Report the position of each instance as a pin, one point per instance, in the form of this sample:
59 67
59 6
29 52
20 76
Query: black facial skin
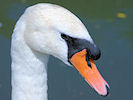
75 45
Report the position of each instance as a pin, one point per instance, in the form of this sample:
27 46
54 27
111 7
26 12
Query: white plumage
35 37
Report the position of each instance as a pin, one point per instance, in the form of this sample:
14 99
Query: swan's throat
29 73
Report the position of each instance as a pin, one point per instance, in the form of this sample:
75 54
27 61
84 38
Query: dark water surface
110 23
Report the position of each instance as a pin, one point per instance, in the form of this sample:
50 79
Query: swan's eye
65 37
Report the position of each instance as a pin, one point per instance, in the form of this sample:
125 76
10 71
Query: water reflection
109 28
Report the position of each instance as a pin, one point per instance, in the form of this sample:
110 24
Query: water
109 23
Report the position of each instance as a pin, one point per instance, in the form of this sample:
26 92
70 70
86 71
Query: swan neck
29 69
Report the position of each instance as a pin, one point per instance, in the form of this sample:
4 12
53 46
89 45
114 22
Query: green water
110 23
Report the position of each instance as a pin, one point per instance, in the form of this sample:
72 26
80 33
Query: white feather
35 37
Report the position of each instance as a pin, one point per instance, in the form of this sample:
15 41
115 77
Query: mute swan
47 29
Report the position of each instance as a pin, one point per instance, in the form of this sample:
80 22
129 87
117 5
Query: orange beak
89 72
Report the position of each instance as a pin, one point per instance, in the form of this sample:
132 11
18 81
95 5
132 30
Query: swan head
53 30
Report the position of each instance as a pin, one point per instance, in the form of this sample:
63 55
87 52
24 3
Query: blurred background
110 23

•••••

The pictures should not appear in the copy; every other part of the records above must be returned exactly.

Report the position of each instance as a pin, one point per instance, in the form of this sample:
59 67
59 6
29 52
20 76
Query: black facial skin
75 45
Report the position of each instance as a pin, one point per instance, in the form of this sample:
27 46
54 27
111 7
26 12
Query: white plumage
35 37
Report the position of each instance as a pin, one point per instance, in the form of this sample:
14 99
Query: swan's throat
29 73
Report the position of each instance as a pin, one point per instance, in the form of this sample:
75 54
27 61
84 38
Query: dark water surface
110 23
Report the position of each instance as a pin, one point per instance, in the form of this sample:
50 79
Query: swan's eye
65 37
Report the position of each instance as a pin, one point per instance, in the form of this sample:
125 76
10 71
Query: water reflection
109 28
Report the position of each instance as a pin, one point per instance, in the form of this sample:
110 24
Query: water
109 23
Report the position of each instance as a pin, one point per instance, in the form of this sample:
26 92
70 70
86 71
Query: swan neck
29 69
Report the position of each instance as a pin, one point per instance, in the form of this sample:
4 12
53 46
89 45
114 22
Query: green water
110 23
Report the position of each instance as a pin, one point per instance, in the form of this sample:
72 26
80 33
Query: white feather
35 37
Report the position of each instance as a pin, one point per instance, in the form of this sample:
15 41
115 77
Query: mute swan
47 29
Report the position of each instance as a pin, one point per instance, in the form of this sample:
80 22
129 87
117 5
Query: orange beak
89 72
Report the position of each instance as a pin, one point per instance, in the form of this sample:
132 11
18 81
95 5
132 30
Query: swan head
53 30
Report the position of each instance as a pin, one point per instance, in the form of this sample:
63 55
87 52
24 3
Query: blurred background
110 23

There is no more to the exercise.